### TASK TO CARRY OUT
According to the year-end roll call of deaths, what caused Sergei Tretyakov's death?

Final goodbye: A roll call of some who died in '10

By Bernard McGhee

Associated Press

Published: Tuesday, Dec. 21 2010 12:00 a.m. MST

Hank Jones, 91. Jazz pianist and composer who played with some of the biggest names in American jazz including singer Ella Fitzgerald. May 16.

Art Linkletter, 97. Known on American television for his interviews with children and ordinary people. May 26.

Gary Coleman, 42. Adorable, pint-sized child star of the 1970s TV sitcom "Diff'rent Strokes" who spent the rest of his life struggling on Hollywood's D-list. May 28. Brain hemorrhage.

Dennis Hopper, 74. Hollywood actor whose memorable career included "Rebel without a Cause" and "Easy Rider." May 29. Prostate cancer.

Ali-Ollie Woodson, 58. Led the Motown quintet the Temptations in the 1980s and '90s; helped restore them to some of their hit-making glory. May 30. Cancer.


Kazuo Ohno, 103. Brought the Japanese modern dance style of Butoh to the international stage and charmed audiences with eerie but poetic performances. June 1.

Rue McClanahan, 76. Emmy-winning actress who brought the sexually liberated Southern belle Blanche Devereaux to life on the hit TV series "The Golden Girls." June 3.

John Wooden, 99. Built college basketball's greatest dynasty at UCLA and became one of the most revered coaches ever. June 4.

Jack Harrison, 97. Survivor of the Great Escape plot by Allied prisoners in a German prison in World War II. June 4.

Jimmy Dean, 81. Country music legend for his smash hit about a workingman hero, "Big Bad John," and an entrepreneur known for his sausage brand. June 13.

Sergei Tretyakov, 53. Former top Russian spy who defected to the U.S. after running espionage operations from the United Nations. June 13. Choked on a piece of meat.

Garry Shider, 56. Longtime musical director of Parliament-Funkadelic whose funky guitar work, songwriting skills and musical arrangements thrilled fans and earned him a spot in the Rock and Roll Hall of Fame. June 16.

Sebastian Horsley, 47. Self-styled dandy and noted British eccentric who found fame by having himself nailed to a cross in the Philippines. June 17.

### EXTRACTED MATERIAL
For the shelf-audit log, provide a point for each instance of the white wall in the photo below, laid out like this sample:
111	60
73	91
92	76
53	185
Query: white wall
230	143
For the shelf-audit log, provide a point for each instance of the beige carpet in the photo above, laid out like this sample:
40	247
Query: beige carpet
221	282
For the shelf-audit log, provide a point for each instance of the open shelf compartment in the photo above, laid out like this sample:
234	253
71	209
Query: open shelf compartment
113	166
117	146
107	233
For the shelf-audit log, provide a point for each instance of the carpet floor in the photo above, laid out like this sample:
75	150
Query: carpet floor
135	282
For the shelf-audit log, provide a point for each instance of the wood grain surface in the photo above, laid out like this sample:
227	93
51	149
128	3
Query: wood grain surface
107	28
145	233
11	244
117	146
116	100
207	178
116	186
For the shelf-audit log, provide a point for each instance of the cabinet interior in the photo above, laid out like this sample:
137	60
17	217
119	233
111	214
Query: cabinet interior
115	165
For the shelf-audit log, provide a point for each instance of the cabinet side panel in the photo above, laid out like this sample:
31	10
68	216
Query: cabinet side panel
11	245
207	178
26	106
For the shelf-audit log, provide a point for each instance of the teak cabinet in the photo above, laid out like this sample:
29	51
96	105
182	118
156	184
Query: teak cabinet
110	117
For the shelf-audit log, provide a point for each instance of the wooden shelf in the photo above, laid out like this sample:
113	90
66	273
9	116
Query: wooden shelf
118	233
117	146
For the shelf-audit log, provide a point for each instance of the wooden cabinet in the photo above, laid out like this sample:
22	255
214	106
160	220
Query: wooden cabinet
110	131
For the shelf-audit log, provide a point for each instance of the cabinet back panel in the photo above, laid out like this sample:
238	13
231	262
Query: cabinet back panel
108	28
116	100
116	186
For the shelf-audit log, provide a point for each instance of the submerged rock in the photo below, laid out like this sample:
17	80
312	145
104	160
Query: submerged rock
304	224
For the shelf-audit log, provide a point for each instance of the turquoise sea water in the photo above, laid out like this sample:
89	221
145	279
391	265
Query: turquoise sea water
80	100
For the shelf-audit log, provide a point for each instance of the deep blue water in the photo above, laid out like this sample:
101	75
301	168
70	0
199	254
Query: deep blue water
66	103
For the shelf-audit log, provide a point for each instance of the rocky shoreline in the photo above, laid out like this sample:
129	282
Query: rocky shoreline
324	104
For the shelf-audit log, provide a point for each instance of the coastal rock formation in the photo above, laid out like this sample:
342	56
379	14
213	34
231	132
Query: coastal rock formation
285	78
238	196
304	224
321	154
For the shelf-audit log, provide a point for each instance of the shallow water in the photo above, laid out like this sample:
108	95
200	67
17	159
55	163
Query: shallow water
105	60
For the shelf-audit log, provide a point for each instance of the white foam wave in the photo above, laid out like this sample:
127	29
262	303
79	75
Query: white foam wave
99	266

### EXPECTED OUTPUT
He choked on a piece of meat.